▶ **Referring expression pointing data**
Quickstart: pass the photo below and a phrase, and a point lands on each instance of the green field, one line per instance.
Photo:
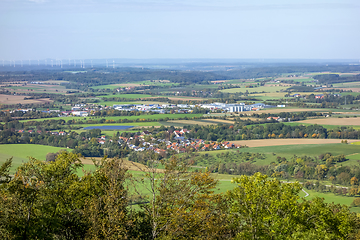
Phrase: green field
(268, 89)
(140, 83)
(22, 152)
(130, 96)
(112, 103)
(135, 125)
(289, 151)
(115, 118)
==
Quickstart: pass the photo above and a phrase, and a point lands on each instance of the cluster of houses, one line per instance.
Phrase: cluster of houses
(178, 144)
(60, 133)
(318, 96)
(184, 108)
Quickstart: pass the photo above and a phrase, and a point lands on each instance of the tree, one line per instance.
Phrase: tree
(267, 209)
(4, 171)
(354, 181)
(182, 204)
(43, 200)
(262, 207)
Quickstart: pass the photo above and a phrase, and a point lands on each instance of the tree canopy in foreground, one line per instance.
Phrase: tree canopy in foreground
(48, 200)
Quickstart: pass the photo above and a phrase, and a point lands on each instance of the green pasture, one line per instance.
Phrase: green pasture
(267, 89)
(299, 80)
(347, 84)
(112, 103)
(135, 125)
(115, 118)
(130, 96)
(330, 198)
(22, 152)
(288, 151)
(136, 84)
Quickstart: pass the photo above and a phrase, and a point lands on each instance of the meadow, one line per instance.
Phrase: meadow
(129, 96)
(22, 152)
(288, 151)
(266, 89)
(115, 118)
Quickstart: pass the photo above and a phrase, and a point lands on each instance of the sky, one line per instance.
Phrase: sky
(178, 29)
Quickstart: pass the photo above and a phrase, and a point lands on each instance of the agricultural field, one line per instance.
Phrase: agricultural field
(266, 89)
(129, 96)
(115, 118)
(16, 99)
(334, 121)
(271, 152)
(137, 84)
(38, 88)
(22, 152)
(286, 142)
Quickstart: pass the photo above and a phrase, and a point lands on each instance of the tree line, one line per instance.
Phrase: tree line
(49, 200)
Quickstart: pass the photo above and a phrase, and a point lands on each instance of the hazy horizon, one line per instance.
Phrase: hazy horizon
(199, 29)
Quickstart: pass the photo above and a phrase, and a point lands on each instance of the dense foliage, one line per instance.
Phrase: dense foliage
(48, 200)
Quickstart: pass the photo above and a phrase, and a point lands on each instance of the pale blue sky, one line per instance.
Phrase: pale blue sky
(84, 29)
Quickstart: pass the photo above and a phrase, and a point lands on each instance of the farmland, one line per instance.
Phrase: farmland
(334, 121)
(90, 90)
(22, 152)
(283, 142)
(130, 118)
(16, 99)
==
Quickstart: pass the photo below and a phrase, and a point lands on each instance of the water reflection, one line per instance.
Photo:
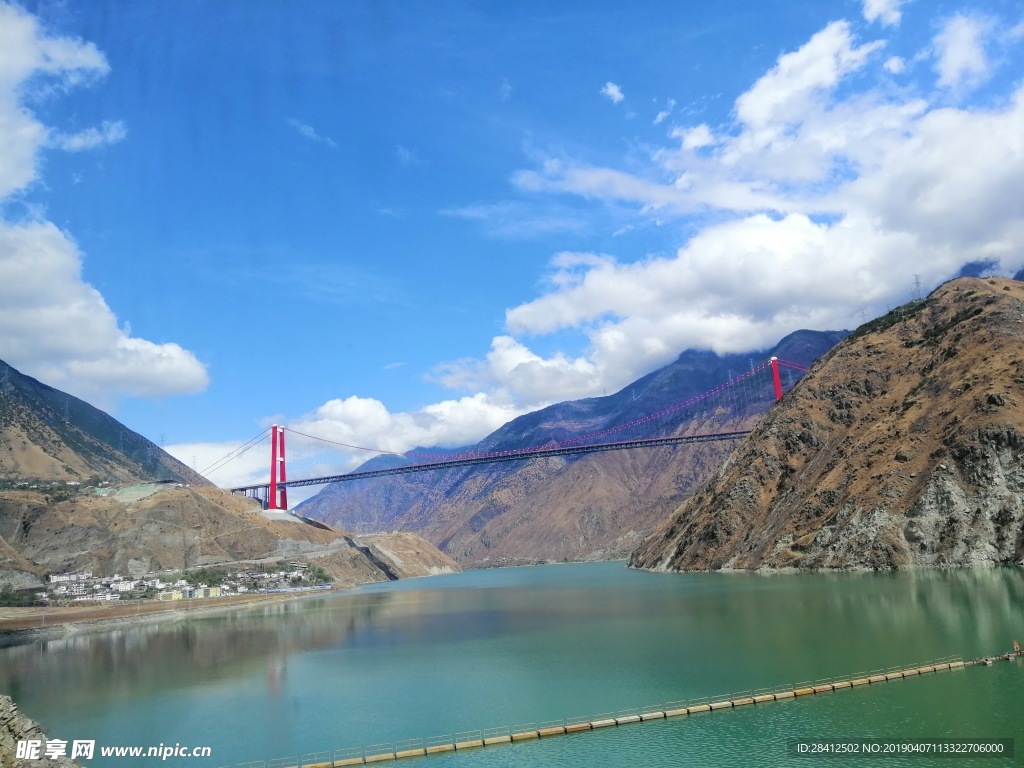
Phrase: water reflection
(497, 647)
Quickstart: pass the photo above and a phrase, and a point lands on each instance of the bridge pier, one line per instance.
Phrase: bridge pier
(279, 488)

▶ **What the task asks**
Lines that hold "below" are the ones to copy, so pick each out from the data.

▶ **Task output**
Quickstart: pass the photo below and a phrase, and a point lands on each instance of the green field, one line per instance.
Quickstart: pass the photo below and a phrase, and a point lands on each instance of the water reflection, one line per instance.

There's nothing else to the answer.